● TASK PROMPT
Put everything in the material from the line containing "As a warehouse robot's perception module, locate woman's arm" down to the line containing "219,75,298,107", both included, into a numbered list, leaving out any blank lines.

** begin RECORDS FOR THIS EXERCISE **

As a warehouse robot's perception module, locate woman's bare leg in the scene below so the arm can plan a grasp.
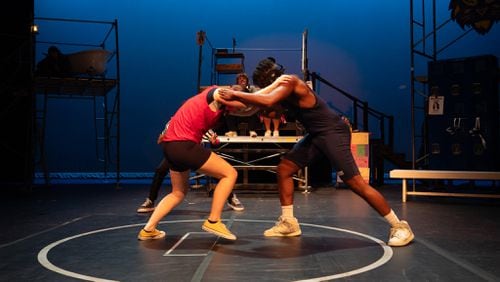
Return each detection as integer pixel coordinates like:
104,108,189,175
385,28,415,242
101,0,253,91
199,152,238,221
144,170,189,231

** end RECORDS FOR THIS EXERCISE **
** begin RECORDS FOR THIS EXERCISE **

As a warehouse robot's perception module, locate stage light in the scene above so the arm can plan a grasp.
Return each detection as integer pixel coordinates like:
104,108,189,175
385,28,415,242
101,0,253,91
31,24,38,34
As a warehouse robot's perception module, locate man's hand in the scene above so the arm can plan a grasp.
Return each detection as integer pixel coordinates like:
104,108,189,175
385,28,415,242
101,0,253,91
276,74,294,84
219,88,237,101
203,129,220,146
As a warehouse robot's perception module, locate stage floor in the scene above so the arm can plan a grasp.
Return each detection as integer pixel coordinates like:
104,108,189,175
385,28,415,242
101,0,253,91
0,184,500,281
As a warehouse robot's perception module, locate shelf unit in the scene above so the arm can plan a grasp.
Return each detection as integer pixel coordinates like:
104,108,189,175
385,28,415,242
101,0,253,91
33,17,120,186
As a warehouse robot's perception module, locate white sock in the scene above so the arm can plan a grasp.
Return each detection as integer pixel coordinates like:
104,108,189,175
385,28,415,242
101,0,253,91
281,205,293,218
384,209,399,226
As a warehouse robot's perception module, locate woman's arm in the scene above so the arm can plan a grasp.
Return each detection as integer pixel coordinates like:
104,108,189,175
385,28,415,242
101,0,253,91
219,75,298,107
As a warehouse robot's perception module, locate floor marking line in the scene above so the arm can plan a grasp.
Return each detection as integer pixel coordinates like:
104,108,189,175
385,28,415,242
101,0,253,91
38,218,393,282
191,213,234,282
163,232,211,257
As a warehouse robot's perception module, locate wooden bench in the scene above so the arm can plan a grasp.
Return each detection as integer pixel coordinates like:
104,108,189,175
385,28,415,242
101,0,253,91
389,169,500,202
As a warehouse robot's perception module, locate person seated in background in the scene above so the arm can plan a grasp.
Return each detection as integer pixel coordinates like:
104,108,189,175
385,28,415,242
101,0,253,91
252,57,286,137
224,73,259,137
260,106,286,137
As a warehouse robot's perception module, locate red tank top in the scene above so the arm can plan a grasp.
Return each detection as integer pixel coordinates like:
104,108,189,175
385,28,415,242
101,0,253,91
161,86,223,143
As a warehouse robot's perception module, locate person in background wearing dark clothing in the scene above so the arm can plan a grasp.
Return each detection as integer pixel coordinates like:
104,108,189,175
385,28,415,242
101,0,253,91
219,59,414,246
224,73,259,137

** end RECORDS FOR THIS EXERCISE **

● EXERCISE SOLUTION
1. As a warehouse robot's perception module, locate woman's arm in the scene above so the arm can plan a grasp.
2. Return each detection as integer pixel coordinates like:
3. 104,108,189,175
4. 385,28,415,242
5. 101,0,253,91
6. 219,75,298,107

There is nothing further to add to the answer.